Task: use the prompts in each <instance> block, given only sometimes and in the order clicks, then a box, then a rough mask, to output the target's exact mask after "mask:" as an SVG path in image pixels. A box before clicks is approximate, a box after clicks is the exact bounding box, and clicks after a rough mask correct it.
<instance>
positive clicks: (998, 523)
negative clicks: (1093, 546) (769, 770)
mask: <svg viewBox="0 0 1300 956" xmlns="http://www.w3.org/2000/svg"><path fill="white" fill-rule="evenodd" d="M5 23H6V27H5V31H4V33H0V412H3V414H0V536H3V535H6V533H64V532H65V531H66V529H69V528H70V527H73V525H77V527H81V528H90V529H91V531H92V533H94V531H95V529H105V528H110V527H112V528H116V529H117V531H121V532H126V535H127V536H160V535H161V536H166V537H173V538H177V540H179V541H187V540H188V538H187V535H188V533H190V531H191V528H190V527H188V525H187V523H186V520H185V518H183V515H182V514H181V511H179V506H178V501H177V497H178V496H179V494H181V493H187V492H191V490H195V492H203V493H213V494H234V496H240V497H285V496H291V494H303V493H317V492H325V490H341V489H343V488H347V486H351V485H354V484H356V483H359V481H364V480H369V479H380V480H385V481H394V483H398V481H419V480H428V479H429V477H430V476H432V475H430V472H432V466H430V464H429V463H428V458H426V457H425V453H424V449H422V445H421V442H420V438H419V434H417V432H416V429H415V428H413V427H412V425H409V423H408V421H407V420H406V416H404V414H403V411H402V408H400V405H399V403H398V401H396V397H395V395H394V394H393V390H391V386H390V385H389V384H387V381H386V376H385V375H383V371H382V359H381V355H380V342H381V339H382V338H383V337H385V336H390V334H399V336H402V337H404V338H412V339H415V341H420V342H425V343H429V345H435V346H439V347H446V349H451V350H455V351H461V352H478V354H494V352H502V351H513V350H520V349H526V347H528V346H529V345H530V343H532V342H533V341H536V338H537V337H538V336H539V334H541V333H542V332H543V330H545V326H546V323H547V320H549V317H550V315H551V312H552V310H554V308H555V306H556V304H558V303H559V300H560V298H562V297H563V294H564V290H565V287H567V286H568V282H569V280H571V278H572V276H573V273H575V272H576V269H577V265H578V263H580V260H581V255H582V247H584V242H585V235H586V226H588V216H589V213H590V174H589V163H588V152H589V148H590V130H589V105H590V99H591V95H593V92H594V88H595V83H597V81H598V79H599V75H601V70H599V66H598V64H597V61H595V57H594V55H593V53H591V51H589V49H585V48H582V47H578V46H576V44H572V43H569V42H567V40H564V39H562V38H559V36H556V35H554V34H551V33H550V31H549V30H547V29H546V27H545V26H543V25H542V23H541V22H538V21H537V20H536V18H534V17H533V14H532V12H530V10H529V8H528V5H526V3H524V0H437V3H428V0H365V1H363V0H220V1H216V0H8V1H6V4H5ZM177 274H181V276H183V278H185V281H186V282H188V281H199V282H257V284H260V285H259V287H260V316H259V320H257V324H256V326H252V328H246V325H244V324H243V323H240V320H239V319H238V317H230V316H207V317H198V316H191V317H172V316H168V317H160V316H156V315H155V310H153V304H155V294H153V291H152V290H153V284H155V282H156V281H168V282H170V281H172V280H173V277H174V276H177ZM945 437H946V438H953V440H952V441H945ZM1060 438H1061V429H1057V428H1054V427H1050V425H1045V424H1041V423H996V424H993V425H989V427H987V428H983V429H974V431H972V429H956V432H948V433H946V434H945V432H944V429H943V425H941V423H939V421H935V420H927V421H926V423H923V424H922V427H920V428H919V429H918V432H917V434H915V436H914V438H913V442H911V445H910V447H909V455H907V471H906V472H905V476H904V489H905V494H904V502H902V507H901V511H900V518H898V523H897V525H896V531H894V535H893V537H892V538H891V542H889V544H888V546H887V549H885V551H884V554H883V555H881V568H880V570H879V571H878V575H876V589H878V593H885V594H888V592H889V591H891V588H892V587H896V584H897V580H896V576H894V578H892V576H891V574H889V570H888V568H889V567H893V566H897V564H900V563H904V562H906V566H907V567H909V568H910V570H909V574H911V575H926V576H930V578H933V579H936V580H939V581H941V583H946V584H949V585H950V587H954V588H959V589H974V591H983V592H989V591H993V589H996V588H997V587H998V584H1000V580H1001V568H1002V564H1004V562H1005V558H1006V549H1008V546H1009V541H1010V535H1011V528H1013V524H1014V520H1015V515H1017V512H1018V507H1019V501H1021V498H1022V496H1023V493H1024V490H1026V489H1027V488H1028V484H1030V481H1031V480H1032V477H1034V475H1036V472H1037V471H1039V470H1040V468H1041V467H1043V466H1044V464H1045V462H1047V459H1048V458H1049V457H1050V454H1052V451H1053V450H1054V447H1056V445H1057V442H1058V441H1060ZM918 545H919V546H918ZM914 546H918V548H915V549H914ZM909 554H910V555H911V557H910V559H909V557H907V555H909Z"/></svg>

════════

(What you are asked to do) Output all the rows above as a JSON list of strings, one string per line, leaving out blank lines.

(Answer to this exercise)
[
  "Task: use the prompts in each <instance> block, given only sometimes and in the order clicks, then a box, then a rough mask, to output the target's exact mask after \"mask:\" as an SVG path in image pixels. A box before clicks is approximate, a box after clicks is the exact bounding box, and clicks after a rough mask correct it.",
  "<instance>",
  "positive clicks: (998, 523)",
  "negative clicks: (1093, 546) (769, 770)",
  "mask: <svg viewBox=\"0 0 1300 956\" xmlns=\"http://www.w3.org/2000/svg\"><path fill=\"white\" fill-rule=\"evenodd\" d=\"M5 23H6V27H5V31H4V33H0V412H3V414H0V536H3V535H6V533H64V532H65V531H66V529H69V528H70V527H73V525H77V527H81V528H90V529H91V531H92V533H94V531H95V529H105V528H110V527H112V528H116V529H117V531H121V532H126V535H127V536H160V535H161V536H166V537H173V538H177V540H179V541H187V540H188V538H187V535H188V533H190V531H191V528H190V527H188V525H187V523H186V520H185V518H183V515H182V514H181V511H179V506H178V501H177V497H178V496H179V494H181V493H187V492H191V490H195V492H203V493H213V494H234V496H240V497H285V496H291V494H303V493H317V492H325V490H341V489H343V488H347V486H351V485H354V484H356V483H359V481H364V480H369V479H380V480H385V481H394V483H398V481H419V480H428V479H429V477H430V476H432V475H430V472H432V466H430V464H429V463H428V458H426V457H425V453H424V449H422V445H421V442H420V438H419V434H417V432H416V429H415V428H413V427H412V425H409V423H408V421H407V420H406V416H404V414H403V411H402V408H400V405H399V403H398V401H396V397H395V395H394V394H393V390H391V386H390V385H389V384H387V381H386V376H385V375H383V371H382V359H381V355H380V342H381V339H382V338H383V337H385V336H390V334H399V336H402V337H404V338H412V339H415V341H420V342H425V343H429V345H435V346H439V347H446V349H451V350H455V351H461V352H478V354H494V352H502V351H513V350H520V349H526V347H528V346H529V345H530V343H532V342H533V341H536V338H537V337H538V336H539V334H541V333H542V332H543V330H545V326H546V323H547V320H549V317H550V315H551V312H552V310H554V308H555V306H556V304H558V303H559V300H560V298H562V297H563V294H564V290H565V287H567V286H568V282H569V280H571V278H572V276H573V273H575V272H576V269H577V265H578V263H580V260H581V255H582V247H584V242H585V235H586V226H588V216H589V213H590V174H589V163H588V152H589V148H590V130H589V105H590V99H591V95H593V92H594V88H595V83H597V81H598V79H599V75H601V70H599V66H598V64H597V61H595V57H594V55H593V53H591V51H589V49H585V48H582V47H578V46H576V44H572V43H569V42H567V40H564V39H562V38H559V36H556V35H554V34H551V33H550V31H549V30H547V29H546V27H545V26H543V25H542V23H541V22H538V21H537V20H536V18H534V17H533V14H532V12H530V10H529V8H528V5H526V3H524V0H437V3H428V0H365V1H363V0H220V1H216V0H8V1H6V4H5ZM177 274H181V276H183V278H185V281H186V282H188V281H199V282H257V284H260V285H259V287H260V316H259V320H257V324H256V326H252V328H246V325H244V324H243V323H240V320H239V319H238V317H230V316H207V317H198V316H191V317H172V316H168V317H160V316H156V315H155V310H153V304H155V294H153V291H152V290H153V284H155V282H156V281H168V282H170V281H172V280H173V277H174V276H177ZM945 437H946V438H953V440H952V441H945ZM1060 438H1061V429H1057V428H1054V427H1050V425H1045V424H1041V423H996V424H993V425H989V427H987V428H983V429H974V431H972V429H956V432H948V433H946V434H945V432H944V429H943V425H941V423H939V421H935V420H927V421H926V423H923V424H922V427H920V428H919V429H918V432H917V434H915V436H914V438H913V442H911V445H910V447H909V455H907V471H906V472H905V476H904V489H905V494H904V502H902V507H901V511H900V518H898V523H897V525H896V531H894V535H893V537H892V538H891V542H889V544H888V546H887V549H885V551H884V554H883V555H881V568H880V570H879V571H878V575H876V589H878V593H885V594H888V592H889V591H891V588H892V587H896V584H897V580H896V576H894V578H892V576H891V574H889V570H888V568H889V567H893V566H897V564H900V563H904V562H906V566H907V567H909V568H910V570H909V574H911V575H926V576H930V578H933V579H936V580H939V581H941V583H946V584H949V585H950V587H954V588H959V589H974V591H983V592H989V591H993V589H996V588H997V587H998V584H1000V580H1001V568H1002V564H1004V562H1005V558H1006V549H1008V546H1009V541H1010V535H1011V528H1013V524H1014V520H1015V515H1017V512H1018V507H1019V501H1021V498H1022V496H1023V493H1024V490H1026V489H1027V488H1028V484H1030V481H1031V480H1032V477H1034V475H1036V472H1037V471H1039V470H1040V468H1041V467H1043V466H1044V464H1045V462H1047V459H1048V458H1049V457H1050V454H1052V451H1053V450H1054V447H1056V445H1057V442H1058V441H1060ZM918 545H919V546H918ZM914 546H918V548H915V549H914ZM909 554H910V555H911V557H910V559H909V557H907V555H909Z\"/></svg>"
]